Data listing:
══════
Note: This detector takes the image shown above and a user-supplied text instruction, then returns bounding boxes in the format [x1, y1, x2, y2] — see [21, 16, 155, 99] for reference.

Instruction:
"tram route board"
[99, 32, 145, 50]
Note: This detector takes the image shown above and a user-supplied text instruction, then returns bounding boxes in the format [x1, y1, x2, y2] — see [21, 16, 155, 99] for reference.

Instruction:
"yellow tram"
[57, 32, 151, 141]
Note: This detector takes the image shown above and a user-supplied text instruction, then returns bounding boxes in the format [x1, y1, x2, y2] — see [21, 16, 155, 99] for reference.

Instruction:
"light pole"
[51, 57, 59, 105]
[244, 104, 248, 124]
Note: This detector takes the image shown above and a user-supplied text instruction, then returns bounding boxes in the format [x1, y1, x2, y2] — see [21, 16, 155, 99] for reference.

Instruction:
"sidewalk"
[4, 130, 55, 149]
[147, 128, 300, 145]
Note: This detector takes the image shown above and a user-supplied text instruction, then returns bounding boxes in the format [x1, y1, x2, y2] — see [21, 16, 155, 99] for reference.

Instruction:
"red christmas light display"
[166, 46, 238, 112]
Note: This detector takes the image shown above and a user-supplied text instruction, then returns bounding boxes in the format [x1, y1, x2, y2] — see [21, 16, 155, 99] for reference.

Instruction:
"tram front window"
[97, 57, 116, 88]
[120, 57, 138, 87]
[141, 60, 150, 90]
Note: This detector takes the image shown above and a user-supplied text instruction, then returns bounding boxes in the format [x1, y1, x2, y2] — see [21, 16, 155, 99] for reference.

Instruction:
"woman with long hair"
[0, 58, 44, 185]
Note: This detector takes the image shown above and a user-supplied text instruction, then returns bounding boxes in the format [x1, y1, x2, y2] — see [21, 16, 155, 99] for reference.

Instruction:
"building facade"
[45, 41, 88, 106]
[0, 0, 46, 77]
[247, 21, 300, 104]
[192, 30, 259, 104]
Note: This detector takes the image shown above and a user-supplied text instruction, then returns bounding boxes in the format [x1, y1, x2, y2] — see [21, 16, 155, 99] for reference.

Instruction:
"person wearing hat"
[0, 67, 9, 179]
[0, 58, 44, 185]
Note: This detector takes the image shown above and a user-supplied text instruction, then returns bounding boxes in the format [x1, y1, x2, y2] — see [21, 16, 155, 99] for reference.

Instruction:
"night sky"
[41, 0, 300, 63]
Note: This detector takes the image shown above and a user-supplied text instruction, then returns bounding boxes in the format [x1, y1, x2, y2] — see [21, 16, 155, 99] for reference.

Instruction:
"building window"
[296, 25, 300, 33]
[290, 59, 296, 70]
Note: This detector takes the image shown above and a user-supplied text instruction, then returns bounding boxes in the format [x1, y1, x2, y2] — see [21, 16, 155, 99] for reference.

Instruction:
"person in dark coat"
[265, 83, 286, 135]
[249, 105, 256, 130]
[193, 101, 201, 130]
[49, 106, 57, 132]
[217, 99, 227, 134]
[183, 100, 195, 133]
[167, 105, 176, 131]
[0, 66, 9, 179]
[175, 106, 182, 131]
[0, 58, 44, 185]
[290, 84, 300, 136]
══════
• [WHAT TO DO]: Quote every entry exactly.

• [ANSWER IN FULL]:
Note: This detector takes the image shown above and a user-supplied text instruction, then returns bounding boxes in the format [x1, y1, x2, y2] — see [21, 16, 155, 99] for reference.

Instruction:
"tram route board"
[99, 32, 145, 50]
Note: This detector takes the image shown above and a user-supplied text instruction, then returns bounding boxes in the format [x1, y1, x2, y2] — see [21, 16, 155, 99] for reference.

Instruction:
"yellow tram"
[57, 32, 151, 141]
Note: This detector takes the image shown above and a user-supplied text instruction, then returns bounding boxes in the format [x1, y1, x2, y2] — see [21, 16, 155, 99] for reference.

Instruction:
"light pole"
[51, 57, 59, 105]
[244, 104, 248, 124]
Note: This detector takes the image shown above and a user-supplied text instruction, then returns bounding boxes in the format [x1, y1, x2, y2] — see [21, 16, 155, 99] for reference.

Instruction:
"sidewalk"
[4, 130, 55, 149]
[147, 128, 300, 145]
Note: This detector takes the image shown above and a user-supplied text instruction, then returns bounding boxes in the format [x1, y1, x2, y2] — see [21, 16, 155, 99] for reference.

Instruction:
"red christmas light display"
[166, 46, 238, 112]
Note: This detector takes the image shown above and a user-supplied text instruction, then returns bounding boxes in the format [x1, y1, x2, y2] — see [21, 16, 155, 99] for reference.

Instruction:
"tram front window"
[97, 57, 116, 88]
[120, 57, 138, 87]
[141, 60, 150, 90]
Note: This detector takes the image shown above and a user-supplied text instruction, then returns bounding boxes in the format [x1, y1, x2, y2] — see [21, 16, 155, 99] for reference.

Instruction:
"woman with long hair"
[0, 58, 44, 185]
Note: This detector takes the image shown above and a user-supplied text instruction, then returns bounding boxes in the format [x1, y1, x2, y2] — see [21, 16, 155, 99] for reference.

Instruction:
"building facade"
[45, 41, 88, 106]
[0, 0, 46, 77]
[247, 21, 300, 104]
[192, 30, 259, 104]
Note: This detector takes the image shown above and a user-supplied text instruction, then returns bounding boxes in the format [x1, y1, x2, y2] — see [21, 16, 155, 99] for reference.

Instruction:
"person wearing hat"
[0, 67, 9, 179]
[0, 58, 44, 185]
Note: This detector takes the image shown above and a user-supplied text instruction, then returns bounding boxes in the format [x1, y1, x2, y2] — see [21, 16, 155, 99] for reference.

Instruction:
"night sky"
[41, 0, 300, 63]
Note: This detector takes the image shown above and a user-supplied text instruction, then returns bounding boxes in the format [x1, y1, x2, y2] — see [21, 16, 155, 99] for reference.

Instruction:
"building window"
[296, 25, 300, 33]
[290, 59, 296, 70]
Note: This detector takes the image shown above and a user-supplied text instruction, then returns bounding boxes in the format [x1, y1, x2, y2] — see [21, 16, 155, 99] for reference.

Instruction:
"person in dark coat"
[265, 83, 286, 135]
[249, 105, 256, 130]
[193, 101, 201, 130]
[49, 106, 57, 132]
[217, 99, 227, 134]
[183, 100, 195, 133]
[167, 105, 176, 131]
[0, 66, 9, 179]
[175, 106, 182, 131]
[0, 58, 44, 185]
[290, 84, 300, 136]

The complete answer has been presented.